(TEXTE À LIRE)
ChatGPT a écrit son premier article scientifique : est-il convaincant ?

Des chercheurs israéliens ont demandé à l’intelligence artificielle conçue par OpenAI d’analyser de données de santé, d’en tirer des conclusions et de les rédiger sous la forme d’un article scientifique. Voici le résultat.

« Notre étude met en évidence qu’une consommation plus élevée de fruits et légumes ainsi que de l’activité physique régulière sont associées à un risque réduit de diabète chez les adultes. » Rien qu’on ne sache déjà, donc rien de révolutionnaire, a priori. Pourtant, cette conclusion pourrait bien marquer le début d’une révolution inouïe dans le monde scientifique. Car ces mots n’ont pas été écrits par un chercheur après une longue analyse de ses données, mais en moins d’une heure… par une intelligence artificielle.

Le rédacteur de l’étude en question n’est autre que ChatGPT, l’agent conversationnel développé par OpenIA (entreprise partenaire de Microsoft). Des chercheurs de l’Institut israélien de technologie Technion lui ont demandé de faire l’analyse d’un groupe de données disponibles en ligne et d’écrire un article scientifique expliquant les conclusions de cette analyse. L’article résultant (pas revu par les pairs) a été mis en ligne par les chercheurs le 23 juin 2023.

ChatGPT peut analyser des données scientifiques…
Les données analysées proviennent d’un sondage des Centres pour le contrôle et la prévention des maladies, l’agence américaine de santé publique. Le chercheur Roy Kishony, spécialisé dans l’utilisation des big data en biologie, et son étudiant en Master, Tal Ifargan, ont nourri ChatGPT avec un fichier en format CSV (pour « comma separated values », format très utilisé pour encoder les données d’un tableur). Ces données regroupaient des informations de santé et hygiène de vie de 253.680 personnes (données collectées en 2015), notamment sur leur consommation de fruits et légumes, leur activité physique et le fait d’avoir ou pas un diabète.

(CONSIGNE) Poursuivez le texte sur l'article scientifique rédigé par ChatGPT, en reprenant après sa dernière phrase.

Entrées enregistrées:

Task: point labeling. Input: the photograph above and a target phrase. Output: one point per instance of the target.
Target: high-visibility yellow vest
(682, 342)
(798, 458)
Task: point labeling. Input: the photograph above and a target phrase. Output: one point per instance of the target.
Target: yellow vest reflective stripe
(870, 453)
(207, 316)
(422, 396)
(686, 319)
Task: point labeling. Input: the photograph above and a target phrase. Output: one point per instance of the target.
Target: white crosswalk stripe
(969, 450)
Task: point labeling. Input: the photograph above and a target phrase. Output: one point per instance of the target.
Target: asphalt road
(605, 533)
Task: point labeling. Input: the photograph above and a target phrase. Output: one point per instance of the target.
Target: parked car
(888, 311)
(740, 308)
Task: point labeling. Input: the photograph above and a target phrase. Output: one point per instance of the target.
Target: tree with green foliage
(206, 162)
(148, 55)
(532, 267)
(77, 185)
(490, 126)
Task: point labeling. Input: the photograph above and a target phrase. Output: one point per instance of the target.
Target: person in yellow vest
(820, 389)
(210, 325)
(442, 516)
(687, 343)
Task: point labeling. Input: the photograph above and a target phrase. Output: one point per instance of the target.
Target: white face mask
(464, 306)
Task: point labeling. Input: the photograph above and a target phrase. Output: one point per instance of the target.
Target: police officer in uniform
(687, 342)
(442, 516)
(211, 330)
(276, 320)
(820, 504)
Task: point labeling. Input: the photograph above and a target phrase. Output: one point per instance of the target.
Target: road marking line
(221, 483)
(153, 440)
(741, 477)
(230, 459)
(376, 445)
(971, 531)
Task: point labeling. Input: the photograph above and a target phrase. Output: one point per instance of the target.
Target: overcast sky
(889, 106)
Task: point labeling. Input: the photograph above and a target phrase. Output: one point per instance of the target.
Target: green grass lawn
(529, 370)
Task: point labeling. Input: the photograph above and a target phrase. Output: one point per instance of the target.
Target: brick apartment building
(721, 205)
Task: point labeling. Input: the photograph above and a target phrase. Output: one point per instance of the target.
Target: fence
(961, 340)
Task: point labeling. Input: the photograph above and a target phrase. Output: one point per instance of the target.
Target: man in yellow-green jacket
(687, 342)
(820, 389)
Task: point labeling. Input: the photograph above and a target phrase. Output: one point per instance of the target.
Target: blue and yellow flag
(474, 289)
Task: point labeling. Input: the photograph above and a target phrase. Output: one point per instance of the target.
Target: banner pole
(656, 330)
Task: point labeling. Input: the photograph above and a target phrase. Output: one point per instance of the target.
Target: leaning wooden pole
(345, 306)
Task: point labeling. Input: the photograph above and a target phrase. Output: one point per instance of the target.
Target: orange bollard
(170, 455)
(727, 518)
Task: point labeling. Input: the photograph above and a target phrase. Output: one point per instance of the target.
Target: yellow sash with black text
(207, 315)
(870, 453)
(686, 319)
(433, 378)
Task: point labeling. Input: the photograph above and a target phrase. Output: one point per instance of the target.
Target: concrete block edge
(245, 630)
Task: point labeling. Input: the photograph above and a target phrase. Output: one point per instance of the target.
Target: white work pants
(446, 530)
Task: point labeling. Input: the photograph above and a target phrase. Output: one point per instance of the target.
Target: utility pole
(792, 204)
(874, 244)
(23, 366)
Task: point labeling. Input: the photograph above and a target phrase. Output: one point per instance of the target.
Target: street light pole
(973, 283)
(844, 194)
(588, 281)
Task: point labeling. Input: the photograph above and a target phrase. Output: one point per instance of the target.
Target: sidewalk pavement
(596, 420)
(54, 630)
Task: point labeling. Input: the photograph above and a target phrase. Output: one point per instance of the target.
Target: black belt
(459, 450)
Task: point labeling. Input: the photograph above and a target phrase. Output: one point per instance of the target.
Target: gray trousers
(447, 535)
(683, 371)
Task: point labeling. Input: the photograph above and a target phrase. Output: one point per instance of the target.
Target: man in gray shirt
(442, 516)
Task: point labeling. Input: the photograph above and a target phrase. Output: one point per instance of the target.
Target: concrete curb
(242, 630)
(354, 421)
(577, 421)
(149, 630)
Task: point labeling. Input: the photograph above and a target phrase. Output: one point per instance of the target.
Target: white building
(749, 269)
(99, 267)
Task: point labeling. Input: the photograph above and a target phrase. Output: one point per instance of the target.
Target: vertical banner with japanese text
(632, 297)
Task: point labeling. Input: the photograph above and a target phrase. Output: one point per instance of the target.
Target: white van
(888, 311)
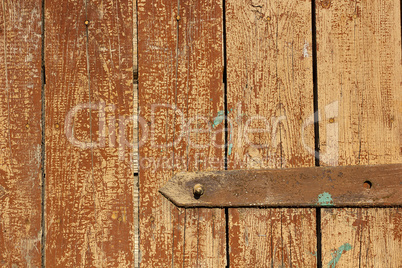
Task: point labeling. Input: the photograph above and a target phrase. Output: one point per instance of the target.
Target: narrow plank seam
(225, 107)
(316, 127)
(43, 145)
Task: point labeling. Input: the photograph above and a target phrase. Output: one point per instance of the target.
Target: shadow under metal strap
(344, 186)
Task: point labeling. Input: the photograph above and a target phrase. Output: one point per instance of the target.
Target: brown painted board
(89, 133)
(270, 106)
(180, 96)
(20, 133)
(359, 94)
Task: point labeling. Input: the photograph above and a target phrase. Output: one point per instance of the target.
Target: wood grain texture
(359, 91)
(180, 94)
(89, 133)
(270, 100)
(20, 133)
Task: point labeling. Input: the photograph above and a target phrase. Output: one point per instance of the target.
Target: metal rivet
(198, 190)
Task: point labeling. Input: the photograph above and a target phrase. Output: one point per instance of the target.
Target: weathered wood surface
(180, 91)
(270, 87)
(89, 108)
(20, 133)
(359, 90)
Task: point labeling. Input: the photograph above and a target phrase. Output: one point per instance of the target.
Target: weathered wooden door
(102, 102)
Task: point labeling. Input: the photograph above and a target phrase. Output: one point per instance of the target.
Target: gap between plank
(43, 151)
(225, 104)
(316, 127)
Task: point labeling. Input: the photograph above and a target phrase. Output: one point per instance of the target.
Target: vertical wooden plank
(200, 95)
(359, 90)
(180, 94)
(20, 133)
(270, 106)
(89, 133)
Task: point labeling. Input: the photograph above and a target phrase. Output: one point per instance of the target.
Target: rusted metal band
(345, 186)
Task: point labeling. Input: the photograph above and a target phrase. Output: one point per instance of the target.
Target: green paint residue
(230, 149)
(325, 199)
(338, 254)
(218, 119)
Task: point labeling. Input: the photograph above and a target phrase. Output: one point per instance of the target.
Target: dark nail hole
(367, 184)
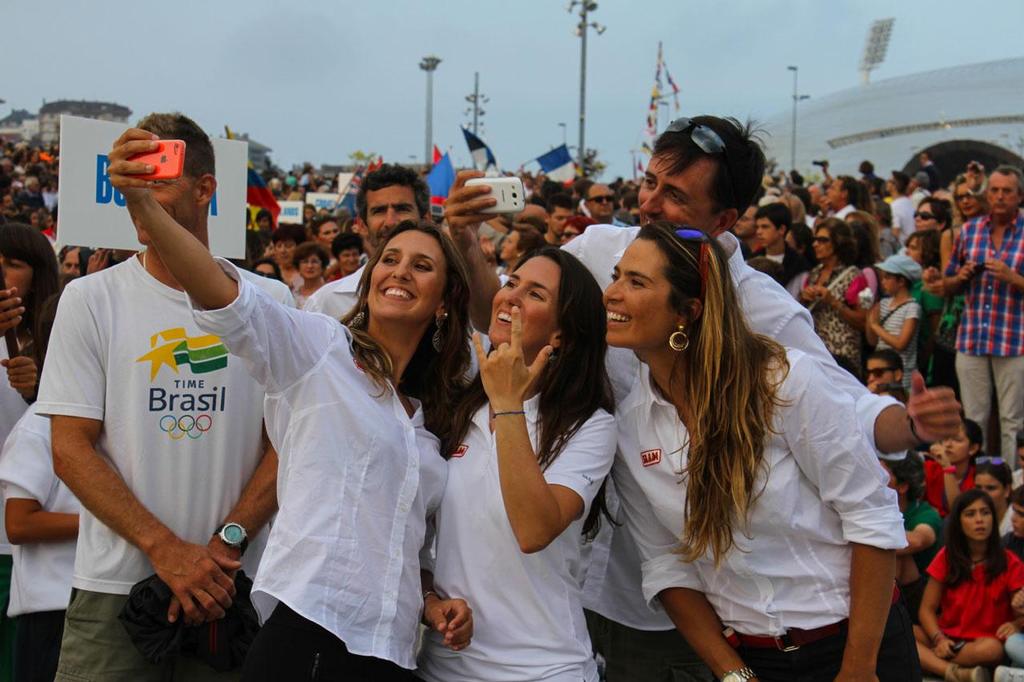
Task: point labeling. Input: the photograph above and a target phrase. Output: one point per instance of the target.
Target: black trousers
(821, 661)
(37, 646)
(291, 647)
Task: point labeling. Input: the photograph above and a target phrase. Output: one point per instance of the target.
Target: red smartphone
(168, 160)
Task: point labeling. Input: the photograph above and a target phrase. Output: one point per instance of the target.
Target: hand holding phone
(168, 160)
(507, 192)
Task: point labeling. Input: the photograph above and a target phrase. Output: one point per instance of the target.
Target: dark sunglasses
(687, 233)
(707, 140)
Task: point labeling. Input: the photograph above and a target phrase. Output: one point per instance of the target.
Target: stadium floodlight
(876, 47)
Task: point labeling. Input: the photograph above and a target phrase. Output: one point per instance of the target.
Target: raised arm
(184, 255)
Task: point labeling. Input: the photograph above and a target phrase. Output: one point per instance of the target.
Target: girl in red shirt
(950, 470)
(966, 611)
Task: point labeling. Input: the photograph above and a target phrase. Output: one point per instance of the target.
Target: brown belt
(794, 638)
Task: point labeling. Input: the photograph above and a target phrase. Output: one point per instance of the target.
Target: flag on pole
(257, 194)
(558, 165)
(482, 158)
(440, 179)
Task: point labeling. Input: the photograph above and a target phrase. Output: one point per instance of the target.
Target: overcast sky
(317, 80)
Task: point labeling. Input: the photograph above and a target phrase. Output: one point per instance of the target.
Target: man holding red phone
(158, 431)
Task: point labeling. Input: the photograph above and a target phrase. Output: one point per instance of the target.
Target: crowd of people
(702, 425)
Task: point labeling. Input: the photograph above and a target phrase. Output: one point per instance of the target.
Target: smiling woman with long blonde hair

(RÉPONSE À LA CONSIGNE)
Les chercheurs ont ensuite demandé à ChatGPT de créer un programme pour analyser ces données. À chaque fois que l’agent conversationnel faisait une erreur, ils lui demandaient de la corriger. Après plusieurs tentatives, ChatGPT a enfin décrit ses résultats (sous la forme de tableurs) et donné sa conclusion : faire de l’exercice et manger des fruits et de légumes diminue le risque de diabète. Pour finir, les chercheurs lui ont demandé de préciser la méthodologie utilisée, d’écrire une introduction, une discussion, et de résumer le tout dans un abstract. “Chaque étape était construite sur le résultat des étapes précédentes”, explique Roy Kishony dans la revue Nature.

… mais il peut aussi raconter n’importe quoi
L’article résultant est très similaire à ce que l’on pourrait trouver pour une vraie étude de petite taille, la seule différence remarquable étant l’absence d’auteurs et leurs affiliations. Mais les chercheurs ont révélé que des versions précédentes de l’article contenaient des informations inventées, notamment des fausses références. Une faille connue de cet agent conversationnel, qui peut inventer des informations pour remplir les « blancs » si jamais il ne possède pas les connaissances nécessaires. Des « hallucinations » que ChatGPT a pu remédier grâce aux chercheurs, comme l’explique Roy Kishony :

Un autre défaut était la faiblesse des analyses statistiques utilisées, car ChatGPT n’a pas réussi à bien contrôler d’éventuels facteurs confondants qui auraient pu biaiser les résultats. Il est donc possible que des articles écrits en utilisant cette IA tirent de fausses conclusions, ce qui serait difficile à déceler sans une supervision humaine profonde. Cependant, Roy Kishony est convaincu que ChatGPT peut devenir un puissant outil pour les chercheurs. Une sorte de copilote qui s’occuperait des tâches répétitives et automatisables pour permettre aux scientifiques de se concentrer sur les questions importantes de leur recherche.

Quoi qu’il en soit, ce premier article de ChatGPT montre que les grands modèles de langage peuvent être utilisés pour écrire des articles scientifiques, et pour le moment, il sera probablement impossible de les déceler. L’intelligence artificielle dans la recherche est désormais un fait, pour le meilleur ou pour le pire. Son utilité dépendra sans doute de son utilisation, en tant qu’outil pour les chercheurs… ou en remplacement de ceux-ci.